#### Task input ####

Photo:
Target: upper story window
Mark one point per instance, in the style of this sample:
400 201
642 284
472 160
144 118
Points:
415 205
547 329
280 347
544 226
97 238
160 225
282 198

####

Please rewrite the records above as a Markdown table with two columns, Number and Record line, giving each line its own numbered row and leaving out blank lines.

— Result for this exercise —
| Number | Record line |
|---|---|
| 1 | Photo: |
| 2 | Target: upper story window |
| 3 | Mark one point per instance, in the style of this sample: |
| 4 | 400 201 |
| 5 | 642 284 |
| 6 | 472 160 |
| 7 | 144 118 |
| 8 | Points: |
| 9 | 415 205 |
| 10 | 547 329 |
| 11 | 280 347 |
| 12 | 544 226 |
| 13 | 97 238 |
| 14 | 160 225 |
| 15 | 282 198 |